The problem: Update the listing from the line that has "Where can you see the black" through the end, replacing "black bowl" with "dark bowl" and changing nothing else.

Photo object pointing listing:
************
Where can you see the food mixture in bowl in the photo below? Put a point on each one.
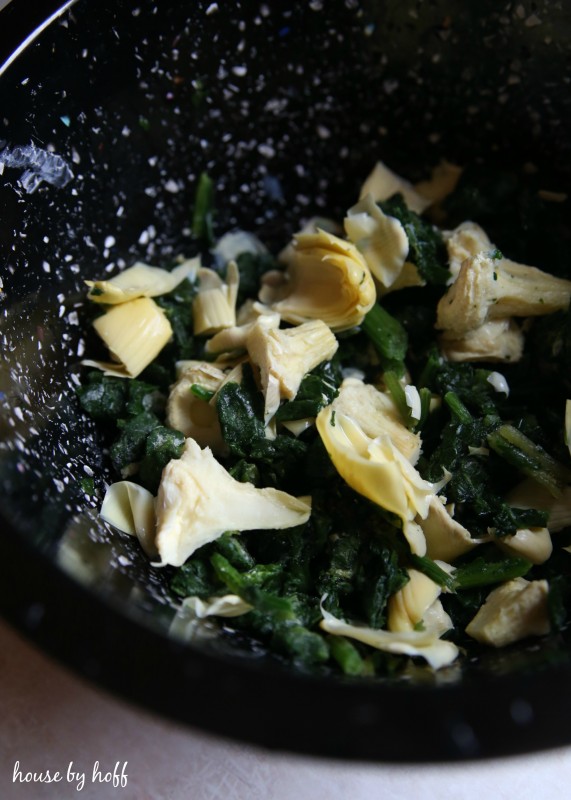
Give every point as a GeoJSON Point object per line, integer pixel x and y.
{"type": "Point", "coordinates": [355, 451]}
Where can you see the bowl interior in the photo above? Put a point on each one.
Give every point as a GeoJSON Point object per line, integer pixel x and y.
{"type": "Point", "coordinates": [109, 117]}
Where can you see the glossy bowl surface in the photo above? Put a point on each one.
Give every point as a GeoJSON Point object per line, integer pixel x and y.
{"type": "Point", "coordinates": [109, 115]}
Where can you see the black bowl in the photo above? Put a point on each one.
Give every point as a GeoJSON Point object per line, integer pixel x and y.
************
Finished answer:
Where can you see the dark bowl in the photo above? Put a point on each one.
Give every point as a GeoJSON Point object per line, integer pixel x and y.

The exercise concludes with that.